**Assignment:** Reproduce the material below word for word, starting at its very beginning and ending with the line that contains "192L415 193L413 197V224L422".

(Records from a collection)
------------

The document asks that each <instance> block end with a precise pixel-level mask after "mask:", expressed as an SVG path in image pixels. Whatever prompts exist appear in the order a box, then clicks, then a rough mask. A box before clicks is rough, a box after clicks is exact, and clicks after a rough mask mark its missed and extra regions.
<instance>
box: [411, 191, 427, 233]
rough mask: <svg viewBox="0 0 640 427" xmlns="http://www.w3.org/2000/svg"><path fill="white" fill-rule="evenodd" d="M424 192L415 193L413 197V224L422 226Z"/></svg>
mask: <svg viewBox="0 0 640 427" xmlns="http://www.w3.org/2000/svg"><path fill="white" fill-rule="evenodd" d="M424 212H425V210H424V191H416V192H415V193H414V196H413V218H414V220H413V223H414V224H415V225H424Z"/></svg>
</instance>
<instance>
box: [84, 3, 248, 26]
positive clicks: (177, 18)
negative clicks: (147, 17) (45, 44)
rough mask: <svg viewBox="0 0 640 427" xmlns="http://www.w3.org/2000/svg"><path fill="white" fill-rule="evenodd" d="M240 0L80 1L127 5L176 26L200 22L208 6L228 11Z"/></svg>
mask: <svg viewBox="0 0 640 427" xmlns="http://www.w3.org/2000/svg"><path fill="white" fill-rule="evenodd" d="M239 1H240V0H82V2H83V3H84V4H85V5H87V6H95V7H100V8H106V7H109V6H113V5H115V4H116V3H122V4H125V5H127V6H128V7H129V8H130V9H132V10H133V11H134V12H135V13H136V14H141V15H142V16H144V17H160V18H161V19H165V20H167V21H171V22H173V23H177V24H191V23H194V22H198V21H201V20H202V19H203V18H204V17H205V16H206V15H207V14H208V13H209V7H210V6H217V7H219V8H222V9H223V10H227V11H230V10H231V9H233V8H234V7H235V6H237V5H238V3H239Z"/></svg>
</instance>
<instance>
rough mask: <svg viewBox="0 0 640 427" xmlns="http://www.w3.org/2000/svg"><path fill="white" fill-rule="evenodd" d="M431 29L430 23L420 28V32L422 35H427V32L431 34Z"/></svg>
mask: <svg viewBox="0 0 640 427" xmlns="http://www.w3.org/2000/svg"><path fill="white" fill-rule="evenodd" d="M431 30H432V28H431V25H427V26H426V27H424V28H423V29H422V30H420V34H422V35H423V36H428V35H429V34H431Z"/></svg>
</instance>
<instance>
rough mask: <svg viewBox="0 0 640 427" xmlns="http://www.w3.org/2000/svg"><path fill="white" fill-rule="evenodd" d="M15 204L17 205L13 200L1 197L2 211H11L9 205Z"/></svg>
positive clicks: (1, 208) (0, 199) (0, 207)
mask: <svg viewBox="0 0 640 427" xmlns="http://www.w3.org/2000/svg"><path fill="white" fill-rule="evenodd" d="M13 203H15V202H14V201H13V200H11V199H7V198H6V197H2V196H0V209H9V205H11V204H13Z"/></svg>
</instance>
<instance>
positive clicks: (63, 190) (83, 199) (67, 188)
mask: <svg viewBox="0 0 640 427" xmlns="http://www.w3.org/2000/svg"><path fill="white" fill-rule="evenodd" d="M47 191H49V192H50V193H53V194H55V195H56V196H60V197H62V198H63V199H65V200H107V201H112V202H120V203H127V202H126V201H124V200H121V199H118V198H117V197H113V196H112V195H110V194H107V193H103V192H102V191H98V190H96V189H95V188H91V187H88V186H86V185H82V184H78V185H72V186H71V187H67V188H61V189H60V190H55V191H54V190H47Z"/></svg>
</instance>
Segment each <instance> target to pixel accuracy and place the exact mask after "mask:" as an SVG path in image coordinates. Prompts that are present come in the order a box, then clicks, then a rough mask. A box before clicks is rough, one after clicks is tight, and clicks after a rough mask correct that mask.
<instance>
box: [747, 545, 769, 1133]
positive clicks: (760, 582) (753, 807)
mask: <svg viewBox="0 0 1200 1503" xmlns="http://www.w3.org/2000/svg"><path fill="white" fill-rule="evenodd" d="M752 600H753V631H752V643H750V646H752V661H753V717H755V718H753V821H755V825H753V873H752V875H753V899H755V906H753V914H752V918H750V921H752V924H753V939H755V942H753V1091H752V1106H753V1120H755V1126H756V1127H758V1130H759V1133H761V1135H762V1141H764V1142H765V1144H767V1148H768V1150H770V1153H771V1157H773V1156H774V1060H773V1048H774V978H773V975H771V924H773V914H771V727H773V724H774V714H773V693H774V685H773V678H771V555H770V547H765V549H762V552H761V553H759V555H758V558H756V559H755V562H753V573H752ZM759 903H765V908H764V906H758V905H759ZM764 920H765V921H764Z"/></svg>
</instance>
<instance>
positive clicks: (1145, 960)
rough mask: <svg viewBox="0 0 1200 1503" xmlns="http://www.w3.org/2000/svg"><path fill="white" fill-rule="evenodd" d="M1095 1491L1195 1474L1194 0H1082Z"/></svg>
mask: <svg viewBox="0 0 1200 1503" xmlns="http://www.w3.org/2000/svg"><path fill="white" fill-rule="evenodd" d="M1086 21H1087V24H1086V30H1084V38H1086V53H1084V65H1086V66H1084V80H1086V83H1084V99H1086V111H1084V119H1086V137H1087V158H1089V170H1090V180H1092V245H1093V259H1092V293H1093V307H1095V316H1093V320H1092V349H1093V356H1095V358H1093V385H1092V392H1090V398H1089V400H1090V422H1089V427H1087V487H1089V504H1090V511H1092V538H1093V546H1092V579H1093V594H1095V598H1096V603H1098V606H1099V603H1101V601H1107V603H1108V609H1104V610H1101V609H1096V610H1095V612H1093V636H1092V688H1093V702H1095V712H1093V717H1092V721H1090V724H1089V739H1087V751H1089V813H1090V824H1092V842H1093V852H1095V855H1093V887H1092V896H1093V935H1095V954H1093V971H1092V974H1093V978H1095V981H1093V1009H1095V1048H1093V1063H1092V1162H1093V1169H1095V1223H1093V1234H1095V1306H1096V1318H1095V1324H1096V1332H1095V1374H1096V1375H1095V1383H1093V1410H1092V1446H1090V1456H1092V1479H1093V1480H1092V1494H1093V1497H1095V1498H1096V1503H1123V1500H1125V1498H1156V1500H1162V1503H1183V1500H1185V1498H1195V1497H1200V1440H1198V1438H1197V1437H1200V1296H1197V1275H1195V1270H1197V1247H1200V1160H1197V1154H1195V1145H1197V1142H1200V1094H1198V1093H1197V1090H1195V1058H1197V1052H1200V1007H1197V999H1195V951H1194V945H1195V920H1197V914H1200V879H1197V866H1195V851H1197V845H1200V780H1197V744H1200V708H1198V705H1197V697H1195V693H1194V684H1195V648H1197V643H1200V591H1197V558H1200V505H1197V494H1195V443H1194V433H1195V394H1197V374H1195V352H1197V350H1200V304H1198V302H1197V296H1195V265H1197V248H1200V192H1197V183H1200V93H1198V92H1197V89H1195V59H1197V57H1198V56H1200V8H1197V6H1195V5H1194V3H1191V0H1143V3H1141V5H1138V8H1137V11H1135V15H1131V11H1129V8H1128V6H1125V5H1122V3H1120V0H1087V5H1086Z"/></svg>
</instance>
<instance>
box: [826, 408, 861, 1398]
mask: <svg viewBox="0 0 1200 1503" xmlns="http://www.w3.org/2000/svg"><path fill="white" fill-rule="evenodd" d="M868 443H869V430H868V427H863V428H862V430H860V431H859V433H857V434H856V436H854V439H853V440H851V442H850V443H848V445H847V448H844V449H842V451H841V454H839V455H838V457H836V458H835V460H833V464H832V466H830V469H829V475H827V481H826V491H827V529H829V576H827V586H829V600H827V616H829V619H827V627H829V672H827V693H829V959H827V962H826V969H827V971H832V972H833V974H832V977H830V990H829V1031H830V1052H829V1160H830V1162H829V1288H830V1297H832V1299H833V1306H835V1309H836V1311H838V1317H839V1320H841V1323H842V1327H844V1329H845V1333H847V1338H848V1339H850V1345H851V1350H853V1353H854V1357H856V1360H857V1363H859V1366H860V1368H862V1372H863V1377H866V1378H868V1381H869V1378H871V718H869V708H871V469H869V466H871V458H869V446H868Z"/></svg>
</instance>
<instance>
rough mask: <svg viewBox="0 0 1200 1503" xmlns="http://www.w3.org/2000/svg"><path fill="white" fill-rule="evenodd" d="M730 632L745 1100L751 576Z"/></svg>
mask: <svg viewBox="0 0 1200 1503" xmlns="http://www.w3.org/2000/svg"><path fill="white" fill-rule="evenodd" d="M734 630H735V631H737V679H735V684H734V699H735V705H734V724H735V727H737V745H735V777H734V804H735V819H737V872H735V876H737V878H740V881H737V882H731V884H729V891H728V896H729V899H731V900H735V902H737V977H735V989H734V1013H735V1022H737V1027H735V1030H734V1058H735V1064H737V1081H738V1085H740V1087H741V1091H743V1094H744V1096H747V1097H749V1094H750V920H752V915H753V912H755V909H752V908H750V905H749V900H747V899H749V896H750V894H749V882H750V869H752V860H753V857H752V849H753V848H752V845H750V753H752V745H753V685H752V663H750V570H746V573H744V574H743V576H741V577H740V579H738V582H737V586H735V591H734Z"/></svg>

------------

**Response to this exercise:**
The document asks that each <instance> block end with a precise pixel-level mask after "mask:", expressed as an SVG path in image pixels. Whatever prompts exist appear in the order a box, then clicks, then a rough mask. A box before clicks is rough, a box after clicks is exact, and clicks after a rough mask mark its missed and extra regions.
<instance>
box: [411, 191, 427, 233]
rough mask: <svg viewBox="0 0 640 427" xmlns="http://www.w3.org/2000/svg"><path fill="white" fill-rule="evenodd" d="M424 192L415 193L413 197V224L422 226Z"/></svg>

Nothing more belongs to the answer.